:: TEXTE
J. de Nynauld a publié en 1615 un traité complet de la Lycanthropie, qu’il appelle aussi Folie louvière et lycaonie, mais dont il admet incontestablement la réalité. — Un sieur de Beauvoys de Chauvincourt, gentilhomme angevin, a fait imprimer en 1599 (Paris, petit in-12) un volume intitulé Discours de la lycanthropie, ou de la transmutation des hommes en loups. — Claude, prieur de Laval, avait publié quelques années auparavant un autre livre sur la même matière, intitulé Dialogue de la lycanthropie. Ils affirment tous qu’il y a certainement des loups-garous.

Ce qui est plus singulier, c’est qu’il y a encore dans plusieurs villages des loups-garous, ou de mauvais garnements qui passent pour tels. On se demandera comment il se peut qu’un sorcier ou un loup-garou trouble ou épouvante une contrée pendant trois ou quatre ans, sans que la justice l’arrête. C’est encore une des misères de nos paysans. Comme il y a chez eux beaucoup de méchants, ils se craignent entre eux ; ils ont un discernement et une expérience qui leur apprennent que la justice n’est pas toujours juste ; et ils disent : Si nous dénonçons un coupable et qu’il ne soit pas hors d’état de nuire, c’est un ennemi implacable que nous allons nous faire. Les paysans sont vindicatifs. Après dix ans de galères, ils reviennent se venger de leurs dénonciateurs. Il faudrait peut-être qu’un coupable qui sort des galères n’eût pas le droit de reparaître dans le pays qui a été le théâtre de ses méfaits. Voy. Cynanthropie, Bousanthropie, Raollet, Bisclavaret, etc.
::::
:: DONNÉES AFFICHÉES
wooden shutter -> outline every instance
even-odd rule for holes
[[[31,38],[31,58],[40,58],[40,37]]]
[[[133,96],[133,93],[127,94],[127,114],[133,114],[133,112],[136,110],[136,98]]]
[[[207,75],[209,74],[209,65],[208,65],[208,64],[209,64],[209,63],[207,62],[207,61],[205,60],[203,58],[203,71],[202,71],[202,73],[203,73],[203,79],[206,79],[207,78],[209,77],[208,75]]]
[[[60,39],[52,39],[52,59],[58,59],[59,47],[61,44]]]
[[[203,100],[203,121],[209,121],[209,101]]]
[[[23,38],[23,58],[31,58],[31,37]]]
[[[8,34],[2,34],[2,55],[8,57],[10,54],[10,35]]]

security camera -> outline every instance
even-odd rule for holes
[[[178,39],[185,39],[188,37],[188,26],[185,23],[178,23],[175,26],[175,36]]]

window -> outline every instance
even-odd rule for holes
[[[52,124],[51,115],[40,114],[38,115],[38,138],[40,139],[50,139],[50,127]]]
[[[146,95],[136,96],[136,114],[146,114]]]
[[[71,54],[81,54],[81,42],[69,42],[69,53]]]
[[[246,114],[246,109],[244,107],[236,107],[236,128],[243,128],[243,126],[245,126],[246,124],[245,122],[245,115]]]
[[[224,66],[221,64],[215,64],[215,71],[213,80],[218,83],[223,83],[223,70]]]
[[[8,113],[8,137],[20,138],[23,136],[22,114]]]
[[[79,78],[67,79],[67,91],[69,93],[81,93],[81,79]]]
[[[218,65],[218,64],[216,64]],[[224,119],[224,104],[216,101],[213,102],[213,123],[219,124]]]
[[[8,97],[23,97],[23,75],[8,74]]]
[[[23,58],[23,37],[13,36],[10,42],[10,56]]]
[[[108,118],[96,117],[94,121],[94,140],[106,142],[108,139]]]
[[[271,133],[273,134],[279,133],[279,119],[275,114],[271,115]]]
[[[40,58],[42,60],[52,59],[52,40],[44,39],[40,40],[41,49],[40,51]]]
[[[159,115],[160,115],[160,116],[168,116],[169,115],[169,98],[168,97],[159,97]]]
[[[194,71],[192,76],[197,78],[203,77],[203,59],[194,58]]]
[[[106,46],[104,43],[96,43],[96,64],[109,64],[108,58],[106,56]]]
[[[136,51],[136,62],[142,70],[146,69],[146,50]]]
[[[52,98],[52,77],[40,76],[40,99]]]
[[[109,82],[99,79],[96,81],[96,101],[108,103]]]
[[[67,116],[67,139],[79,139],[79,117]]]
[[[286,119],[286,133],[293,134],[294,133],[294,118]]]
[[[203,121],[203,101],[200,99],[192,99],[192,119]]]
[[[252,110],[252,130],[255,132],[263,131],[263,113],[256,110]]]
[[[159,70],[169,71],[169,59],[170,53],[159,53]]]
::::
# [CONSIGNE]
Recopiez sans rien changer le passage du texte sur la lycanthropie qui va de « J. de Nynauld » à « certainement des loups-garous. ».

# [RÉPONSE]
J. de Nynauld a publié en 1615 un traité complet de la Lycanthropie, qu’il appelle aussi Folie louvière et lycaonie, mais dont il admet incontestablement la réalité. — Un sieur de Beauvoys de Chauvincourt, gentilhomme angevin, a fait imprimer en 1599 (Paris, petit in-12) un volume intitulé Discours de la lycanthropie, ou de la transmutation des hommes en loups. — Claude, prieur de Laval, avait publié quelques années auparavant un autre livre sur la même matière, intitulé Dialogue de la lycanthropie. Ils affirment tous qu’il y a certainement des loups-garous.